Ali, na Tenda Santa Barbara, estavam presentes outras representações de terreiros, em sua maioria mulheres, mães de santo e seus filhos iniciados e em processo de iniciação. Funcionava o encontro como um seminário, onde cada uma levava a sua comunidade, espécie de conferência aberta dentro da mata onde tudo era relacional, e os encantados, incorporados, também conversam entre si e com os dançantes, tanto quanto com os visitantes, que podem pedir um dedinho de prosa com a entidade: “ Quando meu guia incorporar, você pode conversar melhor com ele, e ele vai te explicar tudo o que está acontecendo aqui”, me disse uma das mães de santo, conversando comigo na calçada, antes de entrar no salão. É uma acessibilidade de dois tipos, ao portador da mediunidade, e ao guia espiritual. Penso na acessibilidade no outro contexto, quando fui para um congresso espírita e vi o medianeiro e conferencista cercado de proteção, leio a atitude, posso estar equivocado, como um esquema de colocá-lo distante e de preservar uma aura de ser extraordinário.

Observando as danças circulares, um amigo questiona: Pra que dançar? Não entendo o sentido disso!

Rumi poderia responder: O amor eleva aos céus nossos corpos terrenos, e faz até os montes dançarem de alegria!”. Acostumados a mesas postas em destaque para que um tipo de autoridade, cadeiras enfileiradas, privando a relação, estranha-se quando desaparece o palco e a mesa, e acrescenta-se tambor, danças, gente pobre e negra como protagonistas do processo. E se isso for chamado de espiritismo, talvez fique ainda mais estranho. Por ser diferente as formas de fazer, também de acolher, será menos espiritismo? 

Allan Kardec, confesso a vocês que naquela noite, em estado de oração, o convidei para ir na Mata Velha, ver tudo o que acontecia ali, traz um conceito de espiritismo muito interessante:

“Tanto a história sagrada quanto a profana provam a antiguidade e a universalidade dessa crença, que se perpetuou através de todas as vicissitudes por que tem passado o mundo, e se mostra, entre os mais selvagens povos, no estado de ideias inatas e intuitivas, e tão gravadas no pensamento como a do Ente supremo e a da existência futura. O Espiritismo, pois, não é uma criação moderna; tudo prova que os antigos o conheciam tão bem, ou talvez melhor que nós”.   ( KARDEC, 2013 P.66)
========================================================================
• **TAREFA PROPOSTA 1**:
Reescreva em forma de lista o parágrafo do relato sobre a Tenda Santa Barbara iniciado por "Ali, na Tenda Santa Barbara", preservando seus fatos principais.
• **TAREFA PROPOSTA 2**:
Extraia do relato sobre a Tenda Santa Barbara, sem qualquer alteração, o trecho que começa em "Allan Kardec, confesso" e termina em "KARDEC, 2013 P.66)".
• **TAREFA PROPOSTA 3**:
Dê continuidade ao relato sobre a Tenda Santa Barbara, prosseguindo a partir da citação de Kardec com que ele termina.

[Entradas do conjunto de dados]
========================================================================
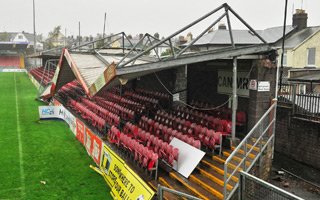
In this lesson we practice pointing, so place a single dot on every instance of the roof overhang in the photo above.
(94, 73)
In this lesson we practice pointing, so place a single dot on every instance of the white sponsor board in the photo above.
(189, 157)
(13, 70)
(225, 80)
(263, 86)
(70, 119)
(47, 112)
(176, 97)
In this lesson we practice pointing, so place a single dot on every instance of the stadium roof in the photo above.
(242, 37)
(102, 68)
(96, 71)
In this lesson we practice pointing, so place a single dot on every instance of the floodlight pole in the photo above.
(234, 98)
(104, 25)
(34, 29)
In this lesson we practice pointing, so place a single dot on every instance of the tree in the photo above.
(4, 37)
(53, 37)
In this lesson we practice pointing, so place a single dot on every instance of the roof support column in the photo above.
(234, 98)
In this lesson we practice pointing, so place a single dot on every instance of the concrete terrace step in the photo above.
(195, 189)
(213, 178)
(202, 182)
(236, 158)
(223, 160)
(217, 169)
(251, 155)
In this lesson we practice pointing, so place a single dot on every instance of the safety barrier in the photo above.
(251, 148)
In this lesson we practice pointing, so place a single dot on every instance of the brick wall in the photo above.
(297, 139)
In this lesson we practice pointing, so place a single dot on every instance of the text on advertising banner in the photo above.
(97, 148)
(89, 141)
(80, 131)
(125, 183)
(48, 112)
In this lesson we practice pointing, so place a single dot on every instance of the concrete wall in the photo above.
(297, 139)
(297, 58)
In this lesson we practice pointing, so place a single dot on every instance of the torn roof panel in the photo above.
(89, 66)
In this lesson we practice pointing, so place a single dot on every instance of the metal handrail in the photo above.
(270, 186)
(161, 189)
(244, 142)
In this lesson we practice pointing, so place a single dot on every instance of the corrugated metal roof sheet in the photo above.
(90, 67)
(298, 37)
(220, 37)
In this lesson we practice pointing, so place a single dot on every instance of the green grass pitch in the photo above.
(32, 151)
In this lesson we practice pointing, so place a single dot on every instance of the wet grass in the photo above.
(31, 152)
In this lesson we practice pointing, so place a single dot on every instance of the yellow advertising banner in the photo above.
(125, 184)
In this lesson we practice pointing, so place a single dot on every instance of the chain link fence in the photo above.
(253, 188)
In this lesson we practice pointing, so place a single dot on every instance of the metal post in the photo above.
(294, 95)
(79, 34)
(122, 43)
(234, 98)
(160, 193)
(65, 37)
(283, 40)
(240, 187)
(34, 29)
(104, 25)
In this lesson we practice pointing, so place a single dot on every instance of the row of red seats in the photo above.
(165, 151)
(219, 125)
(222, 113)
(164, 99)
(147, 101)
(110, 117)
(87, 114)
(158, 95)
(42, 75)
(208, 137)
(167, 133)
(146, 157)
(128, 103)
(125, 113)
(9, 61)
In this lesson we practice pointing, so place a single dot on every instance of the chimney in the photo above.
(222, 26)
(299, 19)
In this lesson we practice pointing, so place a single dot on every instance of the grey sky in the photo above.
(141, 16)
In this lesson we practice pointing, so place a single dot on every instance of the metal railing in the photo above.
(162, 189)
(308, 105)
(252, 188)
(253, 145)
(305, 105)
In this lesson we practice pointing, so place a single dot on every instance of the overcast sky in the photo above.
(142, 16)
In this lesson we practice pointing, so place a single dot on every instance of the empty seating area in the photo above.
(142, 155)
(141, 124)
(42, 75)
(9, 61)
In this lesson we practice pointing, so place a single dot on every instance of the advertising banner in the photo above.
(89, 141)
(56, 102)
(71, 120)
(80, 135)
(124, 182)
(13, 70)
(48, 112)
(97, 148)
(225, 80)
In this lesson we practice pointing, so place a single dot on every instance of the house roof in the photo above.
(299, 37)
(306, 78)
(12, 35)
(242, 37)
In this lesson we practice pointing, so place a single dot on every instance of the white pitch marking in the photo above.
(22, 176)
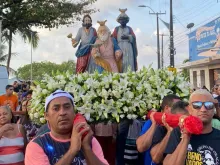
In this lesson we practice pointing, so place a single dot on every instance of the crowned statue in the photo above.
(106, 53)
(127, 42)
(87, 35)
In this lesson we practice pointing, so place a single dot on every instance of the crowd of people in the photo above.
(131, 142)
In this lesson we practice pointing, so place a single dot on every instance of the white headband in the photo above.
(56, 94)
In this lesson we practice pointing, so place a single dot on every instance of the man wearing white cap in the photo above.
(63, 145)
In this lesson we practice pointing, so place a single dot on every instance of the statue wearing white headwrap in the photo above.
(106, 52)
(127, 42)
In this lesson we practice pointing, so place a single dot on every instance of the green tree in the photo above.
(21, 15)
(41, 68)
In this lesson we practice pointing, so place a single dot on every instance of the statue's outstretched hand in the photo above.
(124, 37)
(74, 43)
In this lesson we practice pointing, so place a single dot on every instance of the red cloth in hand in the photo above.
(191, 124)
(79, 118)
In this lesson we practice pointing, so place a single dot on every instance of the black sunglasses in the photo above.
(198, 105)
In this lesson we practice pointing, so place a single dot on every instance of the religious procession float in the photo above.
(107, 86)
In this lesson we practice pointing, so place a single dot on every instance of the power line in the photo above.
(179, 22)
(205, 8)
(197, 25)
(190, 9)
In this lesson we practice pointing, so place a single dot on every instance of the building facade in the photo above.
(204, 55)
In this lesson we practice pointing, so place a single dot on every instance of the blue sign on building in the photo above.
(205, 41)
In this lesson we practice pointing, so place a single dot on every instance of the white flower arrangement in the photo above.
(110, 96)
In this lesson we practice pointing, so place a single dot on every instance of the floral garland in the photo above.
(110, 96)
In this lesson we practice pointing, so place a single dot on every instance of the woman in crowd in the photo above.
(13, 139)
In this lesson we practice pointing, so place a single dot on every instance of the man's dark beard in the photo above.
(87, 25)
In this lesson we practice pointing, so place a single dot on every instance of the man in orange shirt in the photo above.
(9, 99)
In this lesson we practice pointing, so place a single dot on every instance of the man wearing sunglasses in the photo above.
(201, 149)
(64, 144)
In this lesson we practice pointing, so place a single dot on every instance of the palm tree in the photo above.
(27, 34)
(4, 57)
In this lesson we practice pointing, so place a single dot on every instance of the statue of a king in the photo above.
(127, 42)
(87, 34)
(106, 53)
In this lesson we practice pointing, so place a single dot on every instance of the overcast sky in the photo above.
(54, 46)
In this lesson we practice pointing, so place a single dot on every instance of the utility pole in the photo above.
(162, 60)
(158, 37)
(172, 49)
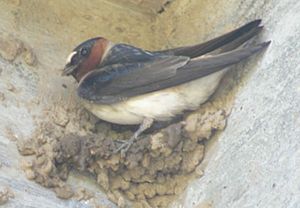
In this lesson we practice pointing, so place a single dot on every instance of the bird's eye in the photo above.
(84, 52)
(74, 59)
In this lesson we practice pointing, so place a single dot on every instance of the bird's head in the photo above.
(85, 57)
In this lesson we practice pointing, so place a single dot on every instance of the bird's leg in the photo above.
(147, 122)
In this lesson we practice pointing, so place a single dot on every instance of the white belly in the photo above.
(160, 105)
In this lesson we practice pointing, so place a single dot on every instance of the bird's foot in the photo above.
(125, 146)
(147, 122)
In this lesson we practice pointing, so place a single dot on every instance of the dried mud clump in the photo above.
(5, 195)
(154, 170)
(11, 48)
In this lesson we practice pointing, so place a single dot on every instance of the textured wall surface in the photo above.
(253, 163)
========================================================================
• **RESPOSTA REDIGIDA 1**:
- Na Tenda Santa Barbara havia representações de outros terreiros, em sua maioria mulheres, mães de santo e seus filhos, iniciados ou em processo de iniciação.
- O encontro funcionava como um seminário, uma espécie de conferência aberta dentro da mata, na qual cada uma levava a sua comunidade e tudo era relacional.
- Os encantados incorporados conversavam entre si, com os dançantes e com os visitantes, que podiam pedir um dedinho de prosa com a entidade.
- Antes de entrar no salão, uma mãe de santo disse, na calçada, que o seu guia, ao incorporar, explicaria tudo o que acontecia ali.
- Tratava-se de uma acessibilidade de dois tipos: ao portador da mediunidade e ao guia espiritual.
- Em contraste, num congresso espírita, o medianeiro e conferencista aparecia cercado de proteção, atitude interpretada, com a ressalva de um possível equívoco, como forma de mantê-lo distante e de preservar uma aura de ser extraordinário.

• **RESPOSTA REDIGIDA 2**:
Allan Kardec, confesso a vocês que naquela noite, em estado de oração, o convidei para ir na Mata Velha, ver tudo o que acontecia ali, traz um conceito de espiritismo muito interessante:

“Tanto a história sagrada quanto a profana provam a antiguidade e a universalidade dessa crença, que se perpetuou através de todas as vicissitudes por que tem passado o mundo, e se mostra, entre os mais selvagens povos, no estado de ideias inatas e intuitivas, e tão gravadas no pensamento como a do Ente supremo e a da existência futura. O Espiritismo, pois, não é uma criação moderna; tudo prova que os antigos o conheciam tão bem, ou talvez melhor que nós”.   ( KARDEC, 2013 P.66)

• **RESPOSTA REDIGIDA 3**:
Três palavras me chamam a atenção, quatro na verdade, mas vamos começar por essas três: antiguidade, universalidade e moderna. De que antiguidade estava ele falando. Qual o alcance dessa antiguidade, a idade antiga, que pode ser entendida entre uns 4.000 anos antes de Cristo? Esse tempo pode estar ligado às práticas de comunicabilidade com os espíritos, como vai nos informar Leon Denis na sua obra Depois da Morte, ocorridas na Índia, Egito, Grécia, Gália, como podemos verificar em suas palavras: Os druidas comunicavam-se com o mundo Invisível; mil testemunhas o atestam. Nos recintos de pedra evocavam os mortos. As druidesas e os bardos proferiam oráculos (...) A ciência do mundo invisível constituía um dos ramos mais importantes - do ensino reservado. Por ela se havia sabido deduzir, do conjunto dos fenômenos, a lei das relações que unem o mundo terrestre ao mundo dos Espíritos;

Antiguidade pode também referir-se as  comunidades cristãs, como escreve Artur Conan Doyle: A primitiva igreja cristã viveu saturada de Espiritismo e não parece que tenha atendido às proibições do Velho Testamento, as quais objetivavam reservar esses poderes para uso e proveito do clero.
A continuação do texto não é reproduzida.